== Text block
Thursday 8 November 2012

MILK NICKERS


After the really big issues have been got out of the way, those universal issues like job security, lack of pay rises, mismanagement, parking cars, and being stuck in a room with people you find it difficult to get along with, I suspect that the thing most likely to get the average office worker most wound up is the thorny issue of milk thievery.

After all, most of the activity and success of the white-collar world seems to revolve around the successful brew-up, and, in this day and age of shared spaces and the like, more often than not the supply of milk for the office cuppa is usually down to the individuals involved and them bringing along the milk which they themselves have brought with their hard-earned pennies, either for their own use or on some kind of understanding or rota system with their fellow brew drinkers.

Very few people, I imagine, get their milk supplied by the blank-faced suits lurking in the boardrooms of “The Evil Conglomerate” (or whatever other company you might happen to be working for). Oh, I’m sure that in their secret meetings all of the tea is brought in china cups, and the necessary lactic fluids are provided without them having to give it all that much thought, but for the trembling, misunderstood masses, what to do about the milk is largely seen as being their own problem.

Which brings us to the little matter of the “shared” fridge. After all, it is rather jolly of the pinstripes to let their underlings have access to a fridge at all, but when that very fridge has open access to all and sundry, well, that’s when the trouble really begins…

The floor on which our office lurks, for example, contains three separate businesses and there are another half-dozen or so lurking in other areas of the building to which I seldom venture. Well, not unless the downstairs toilet is occupied, or I’ve taken a delivery in the wee small hours before the rest of them have opened up for business. There is also a small kitchen area containing a fridge, a microwave, a sink, and some drawers and cupboards in which to keep the dwindling supply of teaspoons (which is, of course, another story…).

I should explain. It’s quite a long way to any retail outlets from our little box near to the sewage works, and so we tend to buy our milk on the way in of a morning, rather than having to plan some kind of a major expedition later on in the day, and so whenever the designated milk purchaser arrives in the morning, they place the carton in the communal fridge in the vague hope that it will stay there untouched until they need it.

However, in recent times, there has been a marked tendency for that particular quantity of milk to suddenly evaporate, almost as if the fridge is set at a temperature high enough to allow such a mysterious thing to occur. Either that or, ladies and gentlemen, we may have a thief amongst us…

“No!” “Surely not?” “How could they?”

I’m afraid it may very well be true, my friends. One of your fellow residents may very well be a bit of a tea-leaf…!
====
Required task 1 ::
Retype the part of the blog post that starts at the words "MILK NICKERS" and ends after the words "fellow brew drinkers.".
The entries that follow have nothing to do with the blog post.
== Source data
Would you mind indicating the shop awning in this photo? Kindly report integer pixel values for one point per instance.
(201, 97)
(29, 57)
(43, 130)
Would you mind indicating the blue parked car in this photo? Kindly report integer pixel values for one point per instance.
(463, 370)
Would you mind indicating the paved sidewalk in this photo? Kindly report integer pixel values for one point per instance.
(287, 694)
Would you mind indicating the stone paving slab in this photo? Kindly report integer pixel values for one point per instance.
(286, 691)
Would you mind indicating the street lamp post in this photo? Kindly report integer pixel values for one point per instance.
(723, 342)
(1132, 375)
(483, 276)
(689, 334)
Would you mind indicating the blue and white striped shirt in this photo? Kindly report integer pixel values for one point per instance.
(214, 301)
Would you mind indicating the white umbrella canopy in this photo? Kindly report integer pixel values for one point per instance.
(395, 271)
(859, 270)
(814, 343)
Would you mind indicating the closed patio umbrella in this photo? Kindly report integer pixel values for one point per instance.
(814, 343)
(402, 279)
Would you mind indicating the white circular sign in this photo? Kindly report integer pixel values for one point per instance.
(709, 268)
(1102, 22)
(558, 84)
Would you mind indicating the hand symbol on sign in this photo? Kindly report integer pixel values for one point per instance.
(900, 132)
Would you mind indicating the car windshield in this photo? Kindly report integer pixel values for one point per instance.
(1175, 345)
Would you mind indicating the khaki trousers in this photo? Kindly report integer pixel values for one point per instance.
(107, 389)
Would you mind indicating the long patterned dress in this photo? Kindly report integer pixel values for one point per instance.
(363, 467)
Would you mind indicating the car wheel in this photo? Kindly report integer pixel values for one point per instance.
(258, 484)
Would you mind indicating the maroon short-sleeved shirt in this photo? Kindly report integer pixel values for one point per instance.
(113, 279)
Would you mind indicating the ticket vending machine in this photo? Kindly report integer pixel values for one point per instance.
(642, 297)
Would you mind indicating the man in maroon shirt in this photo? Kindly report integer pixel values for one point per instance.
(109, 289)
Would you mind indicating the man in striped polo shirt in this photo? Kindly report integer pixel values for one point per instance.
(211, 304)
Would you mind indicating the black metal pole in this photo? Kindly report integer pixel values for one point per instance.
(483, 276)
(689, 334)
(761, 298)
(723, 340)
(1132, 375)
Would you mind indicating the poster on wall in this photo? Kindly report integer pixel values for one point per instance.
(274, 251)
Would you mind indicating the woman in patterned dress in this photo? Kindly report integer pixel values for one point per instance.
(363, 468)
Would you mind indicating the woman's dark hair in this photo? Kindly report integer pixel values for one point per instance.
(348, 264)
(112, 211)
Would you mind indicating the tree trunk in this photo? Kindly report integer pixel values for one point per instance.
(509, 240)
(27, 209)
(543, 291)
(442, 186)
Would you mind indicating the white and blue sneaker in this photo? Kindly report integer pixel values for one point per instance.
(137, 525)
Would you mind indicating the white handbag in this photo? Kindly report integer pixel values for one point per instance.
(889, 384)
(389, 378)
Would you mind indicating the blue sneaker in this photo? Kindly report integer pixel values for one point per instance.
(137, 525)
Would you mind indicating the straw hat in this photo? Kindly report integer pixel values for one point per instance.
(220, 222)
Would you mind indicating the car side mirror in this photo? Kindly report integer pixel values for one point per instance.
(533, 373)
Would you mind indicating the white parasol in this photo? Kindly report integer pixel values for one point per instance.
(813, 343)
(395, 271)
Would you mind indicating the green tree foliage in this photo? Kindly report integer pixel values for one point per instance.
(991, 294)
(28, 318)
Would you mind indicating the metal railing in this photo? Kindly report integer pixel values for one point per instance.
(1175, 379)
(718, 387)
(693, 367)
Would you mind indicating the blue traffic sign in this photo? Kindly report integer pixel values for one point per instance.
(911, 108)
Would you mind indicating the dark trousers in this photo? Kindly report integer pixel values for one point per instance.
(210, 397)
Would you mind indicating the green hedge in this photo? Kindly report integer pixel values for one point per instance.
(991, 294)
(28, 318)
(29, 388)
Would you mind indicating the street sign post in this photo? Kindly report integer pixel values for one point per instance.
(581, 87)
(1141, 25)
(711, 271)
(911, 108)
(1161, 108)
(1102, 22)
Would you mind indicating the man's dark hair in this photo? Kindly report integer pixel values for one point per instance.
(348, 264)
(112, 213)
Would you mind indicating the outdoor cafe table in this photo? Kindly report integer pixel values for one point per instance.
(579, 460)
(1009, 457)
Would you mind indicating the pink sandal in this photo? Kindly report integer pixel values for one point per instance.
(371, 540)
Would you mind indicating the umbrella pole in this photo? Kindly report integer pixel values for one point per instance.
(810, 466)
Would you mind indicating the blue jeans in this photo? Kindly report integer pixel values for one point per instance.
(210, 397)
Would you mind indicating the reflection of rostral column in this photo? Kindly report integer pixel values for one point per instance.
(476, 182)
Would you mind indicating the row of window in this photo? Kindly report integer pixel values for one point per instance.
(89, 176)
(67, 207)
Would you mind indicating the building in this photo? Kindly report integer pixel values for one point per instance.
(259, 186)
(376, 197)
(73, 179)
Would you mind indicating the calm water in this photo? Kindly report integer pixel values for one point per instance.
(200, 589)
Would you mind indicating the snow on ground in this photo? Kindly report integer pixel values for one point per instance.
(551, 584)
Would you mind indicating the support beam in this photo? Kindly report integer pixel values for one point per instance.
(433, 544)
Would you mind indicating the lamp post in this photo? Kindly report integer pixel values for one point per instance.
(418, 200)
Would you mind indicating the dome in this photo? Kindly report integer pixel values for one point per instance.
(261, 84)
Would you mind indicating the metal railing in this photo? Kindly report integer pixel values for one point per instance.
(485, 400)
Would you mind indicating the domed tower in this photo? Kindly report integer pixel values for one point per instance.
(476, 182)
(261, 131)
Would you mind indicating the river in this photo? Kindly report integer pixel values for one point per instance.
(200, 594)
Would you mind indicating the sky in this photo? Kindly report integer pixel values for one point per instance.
====
Required task 2 ::
Echo the entries word for word, starting at the line that contains "Would you mind indicating the reflection" and stopping after the final line of the entries.

Task output 1 ::
MILK NICKERS


After the really big issues have been got out of the way, those universal issues like job security, lack of pay rises, mismanagement, parking cars, and being stuck in a room with people you find it difficult to get along with, I suspect that the thing most likely to get the average office worker most wound up is the thorny issue of milk thievery.

After all, most of the activity and success of the white-collar world seems to revolve around the successful brew-up, and, in this day and age of shared spaces and the like, more often than not the supply of milk for the office cuppa is usually down to the individuals involved and them bringing along the milk which they themselves have brought with their hard-earned pennies, either for their own use or on some kind of understanding or rota system with their fellow brew drinkers.

Task output 2 ::
Would you mind indicating the reflection of rostral column in this photo? Kindly report integer pixel values for one point per instance.
(476, 182)
Would you mind indicating the row of window in this photo? Kindly report integer pixel values for one point per instance.
(89, 176)
(67, 207)
Would you mind indicating the building in this photo? Kindly report integer pixel values for one point per instance.
(259, 186)
(376, 197)
(73, 179)
Would you mind indicating the calm water in this photo? Kindly report integer pixel values for one point per instance.
(200, 589)
Would you mind indicating the snow on ground in this photo? Kindly report integer pixel values for one point per instance.
(551, 584)
Would you mind indicating the support beam in this photo? Kindly report integer pixel values for one point per instance.
(433, 544)
Would you mind indicating the lamp post in this photo? Kindly report integer pixel values for one point per instance.
(418, 200)
Would you mind indicating the dome in this photo? Kindly report integer pixel values for one point per instance.
(261, 84)
Would you mind indicating the metal railing in this photo? Kindly report integer pixel values for one point per instance.
(485, 400)
Would you mind indicating the domed tower in this photo? Kindly report integer pixel values for one point per instance.
(476, 182)
(261, 131)
Would you mind indicating the river in this photo? Kindly report integer pixel values for one point per instance.
(200, 594)
Would you mind indicating the sky in this photo? Kindly report integer pixel values for one point per instance.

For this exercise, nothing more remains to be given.